§ **Short exercise 1**:
List the European film companies that the passage on early film studios names as moving into fiction filmmaking.
§ **Short exercise 2**:
Answer these questions about the passage on early film studios, one answer per line:
(a) How many main American production companies does it mention?
(b) In what year did film exchanges first emerge?
(c) Which city became the largest hub of film exchanges in the mid-1900s?

##### Document segment

The enthusiasm that greeted story films in the early 1900s led many studios to shift decisively towards this type of film in meeting popular demand. The five main American production companies – Edison, Biograph, Lubin, Selig and Vitagraph – all moved into fiction filmmaking, as did the major film studios of Europe. From 1905 to 1906, this included the French studios Pathé and Gaumont, the Danish production company Nordisk, as well as the principal film companies of Britain and Italy such as Hepworth and Cines.

If cinema began to flourish in the 1900s, creating a soaring demand for new product, it was linked significantly to the rise of film exchanges. These first emerged in 1903 and had a profound effect on distribution and exhibition practices. Film exchanges enabled film producers to rent rather than sell their films. This had revolutionary implications. On the one hand, film exchanges helped to standardise film and turn it into an interchangeable commodity. On the other hand, they helped decouple the industrial arms of distribution and exhibition. These features would soon become central elements in the organisational structure of the wider film industry. Chicago became the largest centre of film exchanges in the mid-1900s, fifteen of the city's exchanges controlling 80 per cent of the rental business in the United States. These provided new prints to those exhibitors willing to pay a weekly premium.

##########
##### Dataset extract

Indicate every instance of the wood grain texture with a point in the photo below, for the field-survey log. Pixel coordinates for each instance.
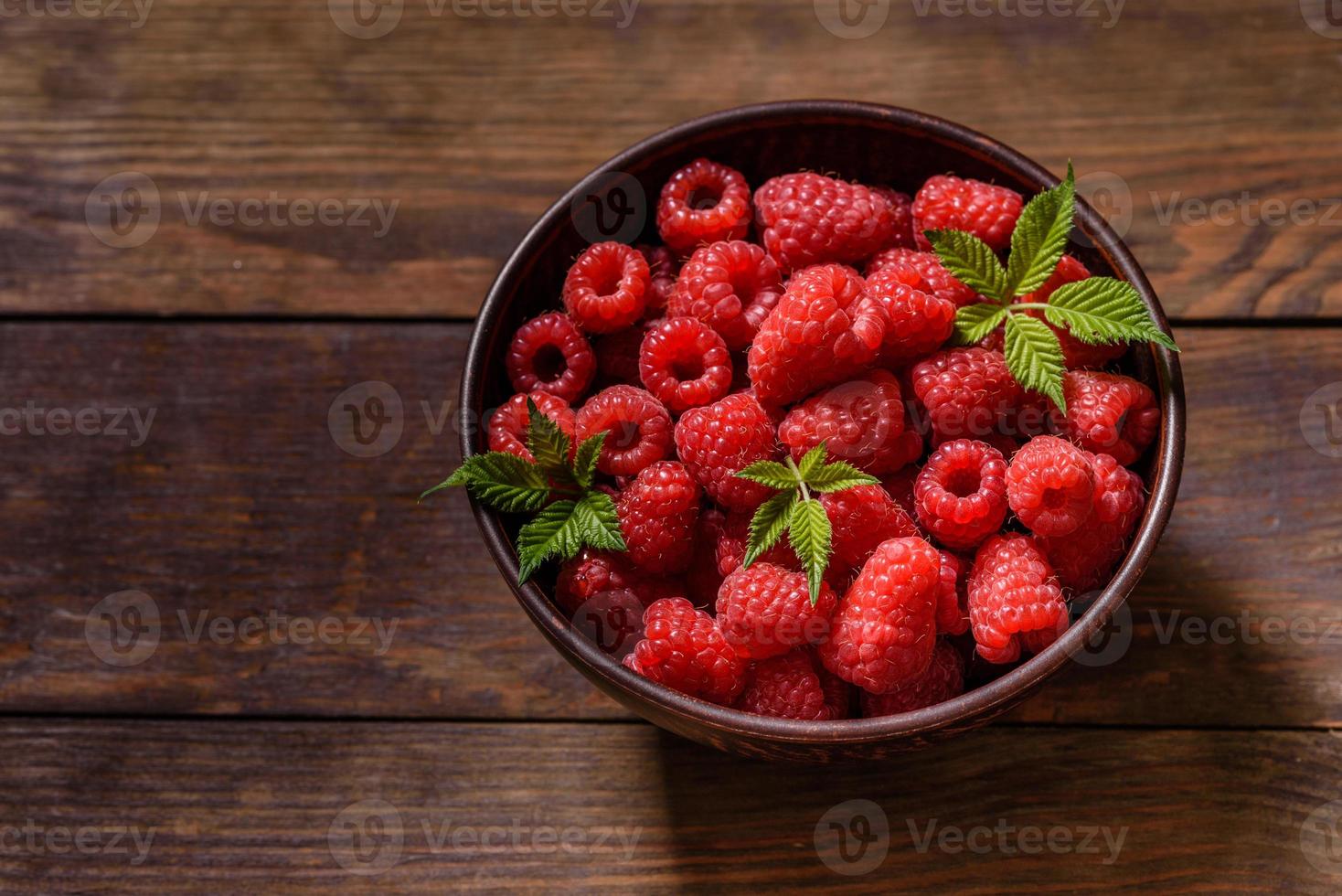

##########

§ **Complete response 1**:
Pathé
Gaumont
Nordisk
Hepworth
Cines

§ **Complete response 2**:
(a) Five
(b) 1903
(c) Chicago